§ **Exercise inputs**:

•••••

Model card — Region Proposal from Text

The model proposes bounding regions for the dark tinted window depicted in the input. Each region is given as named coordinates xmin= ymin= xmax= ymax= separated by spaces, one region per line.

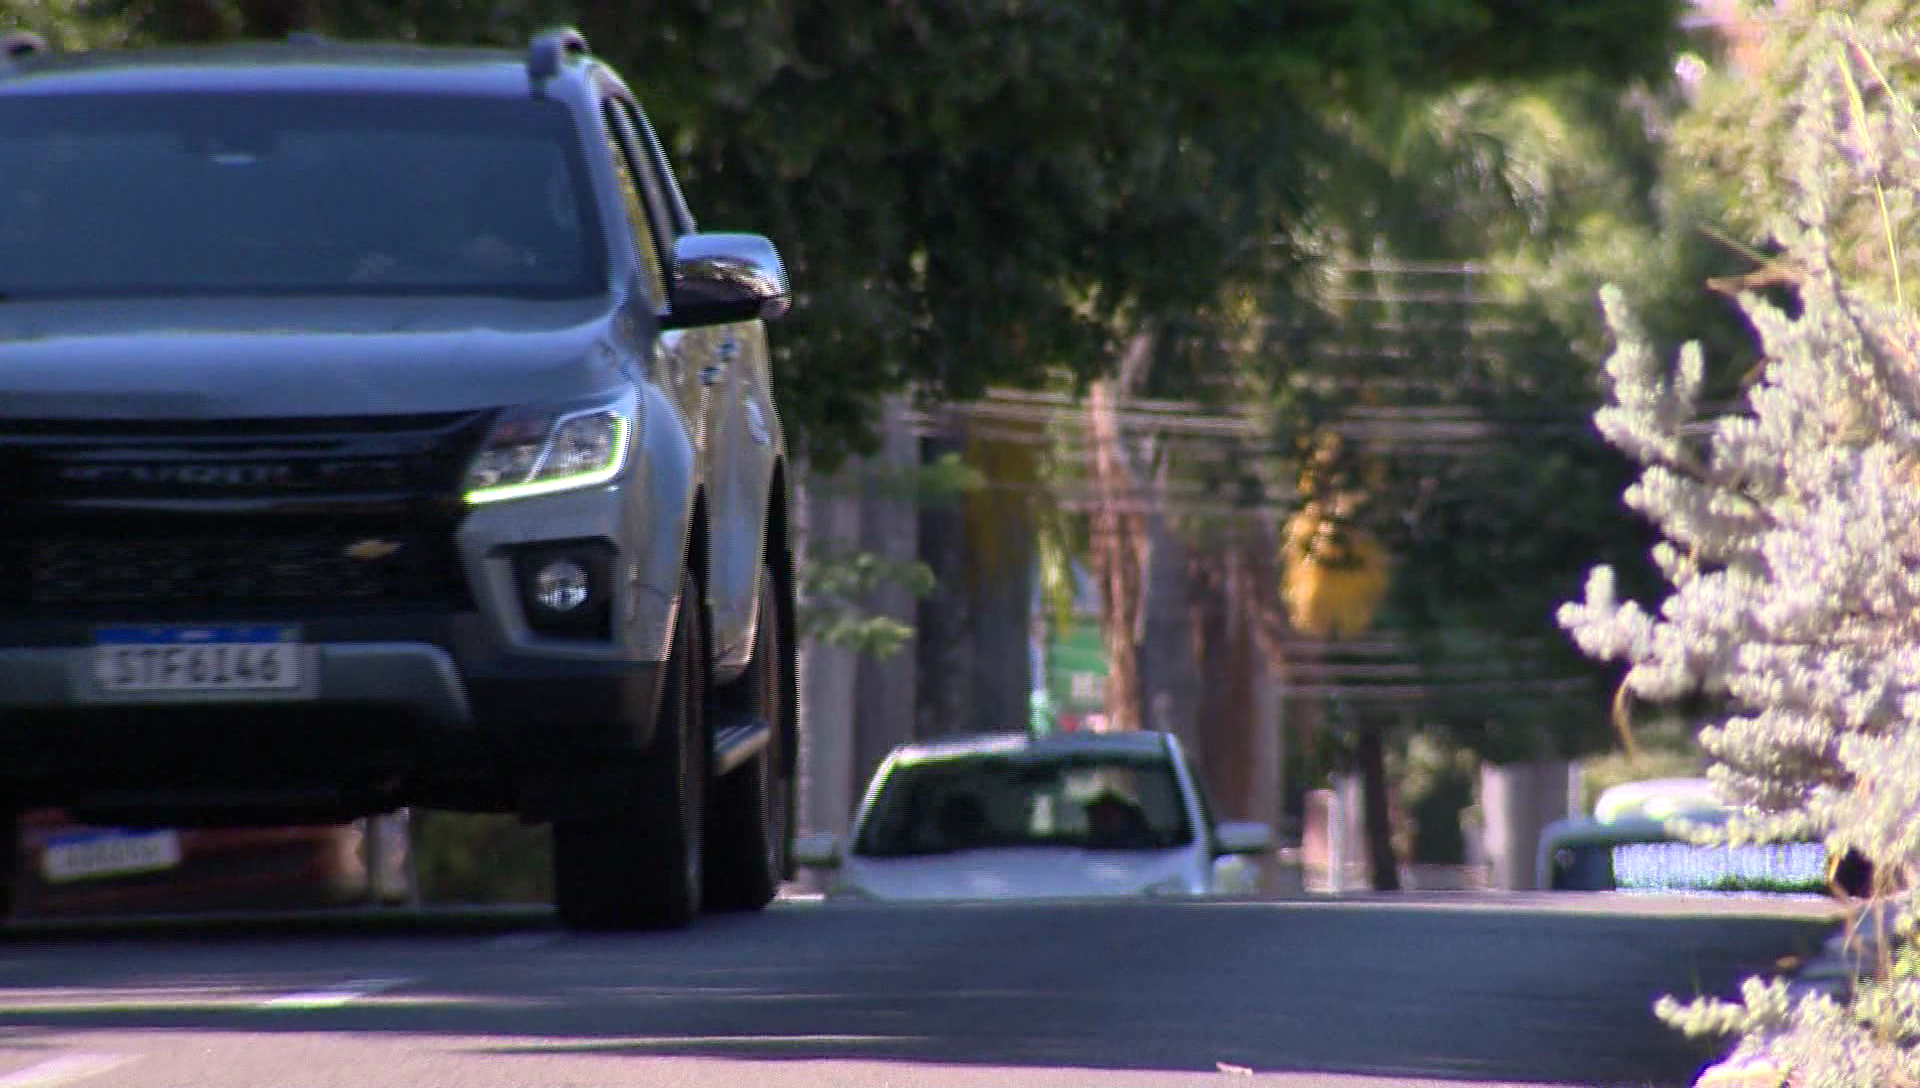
xmin=0 ymin=91 xmax=605 ymax=299
xmin=1544 ymin=842 xmax=1618 ymax=890
xmin=853 ymin=752 xmax=1194 ymax=858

•••••

§ **What this task involves**: Give all the records again, exactly, without images.

§ **Your response**:
Model card — Region Proposal from Text

The model proposes bounding regions for the dark tinted window depicted in the input. Each region is given as named coordinates xmin= ymin= xmax= ymax= separated by spaces, one region per line.

xmin=0 ymin=91 xmax=605 ymax=299
xmin=1544 ymin=842 xmax=1618 ymax=890
xmin=853 ymin=752 xmax=1194 ymax=858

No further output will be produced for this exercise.